* TEXTO DE LA PÁGINA
+ + +

Albert Serra pasea Historia de mi muerte por museos.

Tras su paso por el Festival de Locarno, donde consiguió el Leopardo de Oro, Albert Serra pasea 'Historia de mi muerte' por museos (el Pompidou y el Reina Sofía ya la han proyectado), escenarios naturales del director en los que muestra la calidad de un filme de extraordinaria orfebrería audiovisual capaz de reunir en formato panorámico a Casanova y Drácula. Serra habla de todo ello con El Cultural.

La historia, con mayúsculas, está hecha del mismo material que el mito: el relato, la palabra, la escritura y el olvido. Palabra a palabra, frase a frase, olvido a olvido, la historia y el mito, pasando de boca en boca, de artista en artista, pueden llegar a convertirse en un todo indiferenciable, un gran relato en el que la verdad se entremezcle para siempre con lo falso.



Algo así es el juego que propone Albert Serra (Banyoles, 1975) en su nueva película, Historia de mi muerte (2013), en la que retoma la ¿verdadera? historia de un personaje real, Giacomo Casanova, para entrecruzarla con otro inventado, el conde Drácula, y construir un relato en el que Serra hace lo que todo buen artista debería hacer: mentir, jugar, manipular, poner el mundo al servicio de sus intereses. "Ningún plano, ninguna situación remite a nada que haya podido pasar en la realidad; quería conseguir el desgajamiento total del mundo", explicaba este verano Serra a El Cultural mientras apuraba los días trabajando en la copia final de la película, estrenada internacionalmente en el Festival de Locarno, de donde volvería con el Leopardo de Oro a la mejor película.



Inmensidad natural

Esa intención de separar la película de todo lo conocido desemboca en un trabajo que se aleja también de las anteriores películas del cineasta, primero en el plano más físico, cambiando los espacios abiertos, la inmensidad natural en la que Serra retrataba a sus actores no profesionales, amigos de su pueblo natal (retratos realizados siempre sin ápice de romanticismo y con grandes dosis de humor), por las amplias estancias de un castillo suizo, recargadas y plagadas de detalles, y también en el sistema de rodaje y escritura, porque por primera vez, Serra trabajó con algo similar a un guión convencional: un sistema de escritura de diálogos con el que conducir las largas improvisaciones de los actores hacia el gran artificio que tenía en mente.

+ + +

* TAREA ESCRITA 1
Contesta según el texto sobre Albert Serra:
(a) ¿Qué premio obtuvo la película en el Festival de Locarno?
(b) ¿Qué dos museos ya han proyectado Historia de mi muerte?
(c) ¿En qué lugar sustituyen los espacios abiertos de sus películas anteriores?
* TAREA ESCRITA 2
Transcribe del texto sobre Albert Serra todo lo que va desde "Esa intención de" hasta "tenía en mente.".
Para responder, utiliza solo el texto sobre Albert Serra.

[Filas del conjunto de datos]

+ + +

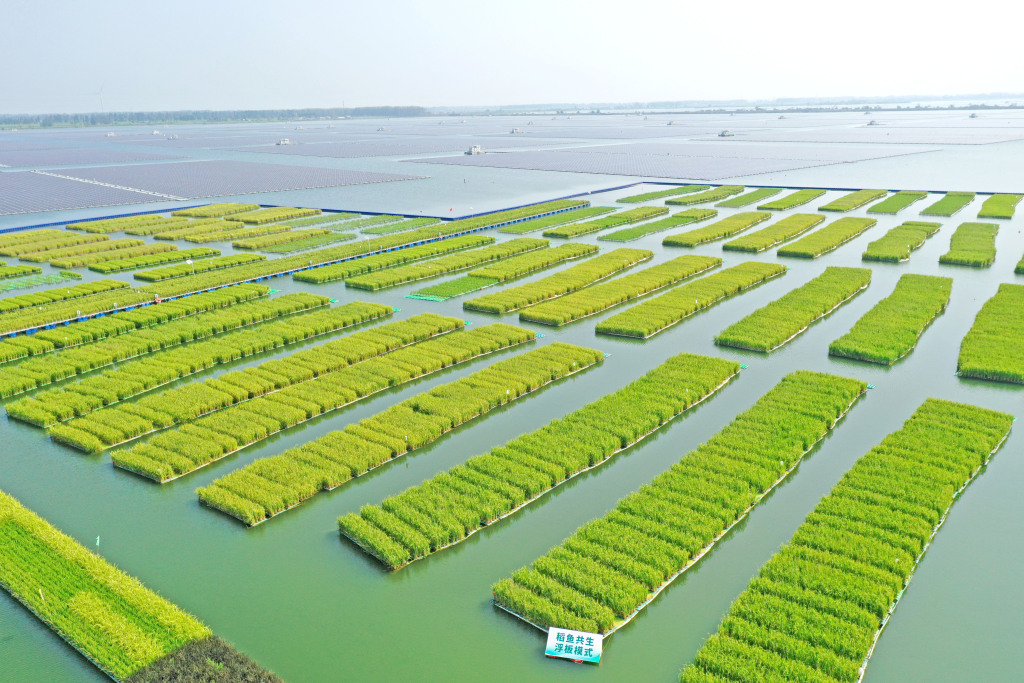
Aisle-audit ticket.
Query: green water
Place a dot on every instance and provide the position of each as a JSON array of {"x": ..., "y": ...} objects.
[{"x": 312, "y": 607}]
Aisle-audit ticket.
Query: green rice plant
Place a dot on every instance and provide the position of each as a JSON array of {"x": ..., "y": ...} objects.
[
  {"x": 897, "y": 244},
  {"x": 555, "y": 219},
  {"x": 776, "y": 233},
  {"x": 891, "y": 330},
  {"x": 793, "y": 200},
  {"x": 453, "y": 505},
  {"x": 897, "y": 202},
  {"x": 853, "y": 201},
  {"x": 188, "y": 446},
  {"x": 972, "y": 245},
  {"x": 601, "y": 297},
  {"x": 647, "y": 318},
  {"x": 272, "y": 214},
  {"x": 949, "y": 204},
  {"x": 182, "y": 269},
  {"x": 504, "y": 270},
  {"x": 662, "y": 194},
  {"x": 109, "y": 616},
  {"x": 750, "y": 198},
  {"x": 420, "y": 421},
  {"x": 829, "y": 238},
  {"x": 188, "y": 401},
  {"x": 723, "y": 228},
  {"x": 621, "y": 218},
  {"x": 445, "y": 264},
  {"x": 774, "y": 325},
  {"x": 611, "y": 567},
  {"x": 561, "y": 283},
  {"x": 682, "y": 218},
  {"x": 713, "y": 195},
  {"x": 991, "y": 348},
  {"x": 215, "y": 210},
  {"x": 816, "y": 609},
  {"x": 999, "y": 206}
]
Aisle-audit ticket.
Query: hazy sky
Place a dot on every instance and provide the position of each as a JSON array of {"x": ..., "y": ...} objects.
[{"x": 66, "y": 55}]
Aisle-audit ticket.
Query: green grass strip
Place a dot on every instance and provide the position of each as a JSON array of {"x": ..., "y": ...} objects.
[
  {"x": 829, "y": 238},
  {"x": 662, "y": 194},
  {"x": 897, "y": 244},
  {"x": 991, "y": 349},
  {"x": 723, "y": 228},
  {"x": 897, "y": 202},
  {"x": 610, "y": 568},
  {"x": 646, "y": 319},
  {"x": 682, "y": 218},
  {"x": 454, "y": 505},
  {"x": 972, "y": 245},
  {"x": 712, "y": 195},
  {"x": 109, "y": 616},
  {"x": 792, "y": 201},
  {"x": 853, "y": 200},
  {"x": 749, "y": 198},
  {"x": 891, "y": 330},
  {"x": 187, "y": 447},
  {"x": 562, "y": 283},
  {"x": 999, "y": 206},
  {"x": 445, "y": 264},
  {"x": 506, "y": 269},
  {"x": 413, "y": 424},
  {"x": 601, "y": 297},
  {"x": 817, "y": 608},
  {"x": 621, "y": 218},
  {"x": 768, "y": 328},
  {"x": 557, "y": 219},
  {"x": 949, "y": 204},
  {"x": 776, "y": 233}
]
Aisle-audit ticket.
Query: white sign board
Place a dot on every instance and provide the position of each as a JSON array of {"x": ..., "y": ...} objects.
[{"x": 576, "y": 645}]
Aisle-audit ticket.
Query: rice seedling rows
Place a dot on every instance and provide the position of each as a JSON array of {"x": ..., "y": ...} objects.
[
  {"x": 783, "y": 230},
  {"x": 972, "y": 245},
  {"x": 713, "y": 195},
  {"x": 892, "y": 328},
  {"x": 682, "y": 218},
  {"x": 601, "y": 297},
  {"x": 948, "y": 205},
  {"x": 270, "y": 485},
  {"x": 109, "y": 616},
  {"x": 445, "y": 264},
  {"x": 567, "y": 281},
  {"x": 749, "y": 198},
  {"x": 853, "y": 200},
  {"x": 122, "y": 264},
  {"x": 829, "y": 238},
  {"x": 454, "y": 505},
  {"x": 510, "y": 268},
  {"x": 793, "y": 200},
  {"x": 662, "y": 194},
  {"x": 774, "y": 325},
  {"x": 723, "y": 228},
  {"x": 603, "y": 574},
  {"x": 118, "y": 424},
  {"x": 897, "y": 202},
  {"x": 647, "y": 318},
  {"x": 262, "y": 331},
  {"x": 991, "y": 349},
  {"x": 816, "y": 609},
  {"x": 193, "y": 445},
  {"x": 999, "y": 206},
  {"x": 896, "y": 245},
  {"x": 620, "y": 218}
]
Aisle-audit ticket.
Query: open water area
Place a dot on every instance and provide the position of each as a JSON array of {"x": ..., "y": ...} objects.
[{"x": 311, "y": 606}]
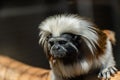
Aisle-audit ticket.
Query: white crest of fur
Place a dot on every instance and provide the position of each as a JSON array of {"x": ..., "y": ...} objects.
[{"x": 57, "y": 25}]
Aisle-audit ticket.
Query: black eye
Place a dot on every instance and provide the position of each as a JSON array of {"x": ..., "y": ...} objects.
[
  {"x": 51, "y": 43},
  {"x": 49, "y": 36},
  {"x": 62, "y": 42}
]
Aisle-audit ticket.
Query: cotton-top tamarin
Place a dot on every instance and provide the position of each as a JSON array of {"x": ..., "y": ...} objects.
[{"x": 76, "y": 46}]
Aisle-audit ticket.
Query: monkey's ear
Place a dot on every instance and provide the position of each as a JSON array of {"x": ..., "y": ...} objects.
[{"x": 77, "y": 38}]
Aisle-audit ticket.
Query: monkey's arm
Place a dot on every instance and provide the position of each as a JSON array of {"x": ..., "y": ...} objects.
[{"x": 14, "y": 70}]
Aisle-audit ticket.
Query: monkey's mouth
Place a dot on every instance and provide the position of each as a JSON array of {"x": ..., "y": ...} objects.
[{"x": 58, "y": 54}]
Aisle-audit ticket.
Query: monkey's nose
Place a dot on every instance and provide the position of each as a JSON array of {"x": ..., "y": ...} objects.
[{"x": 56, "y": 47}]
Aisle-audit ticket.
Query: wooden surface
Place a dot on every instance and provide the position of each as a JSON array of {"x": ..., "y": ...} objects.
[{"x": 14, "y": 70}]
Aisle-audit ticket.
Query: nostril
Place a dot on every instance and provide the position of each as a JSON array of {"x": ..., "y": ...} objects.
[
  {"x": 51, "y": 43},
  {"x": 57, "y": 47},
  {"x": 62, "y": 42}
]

+ + +

* RESULTADO DEL EJERCICIO 1
(a) El Leopardo de Oro a la mejor película.
(b) El Pompidou y el Reina Sofía.
(c) En las amplias estancias de un castillo suizo.

* RESULTADO DEL EJERCICIO 2
Esa intención de separar la película de todo lo conocido desemboca en un trabajo que se aleja también de las anteriores películas del cineasta, primero en el plano más físico, cambiando los espacios abiertos, la inmensidad natural en la que Serra retrataba a sus actores no profesionales, amigos de su pueblo natal (retratos realizados siempre sin ápice de romanticismo y con grandes dosis de humor), por las amplias estancias de un castillo suizo, recargadas y plagadas de detalles, y también en el sistema de rodaje y escritura, porque por primera vez, Serra trabajó con algo similar a un guión convencional: un sistema de escritura de diálogos con el que conducir las largas improvisaciones de los actores hacia el gran artificio que tenía en mente.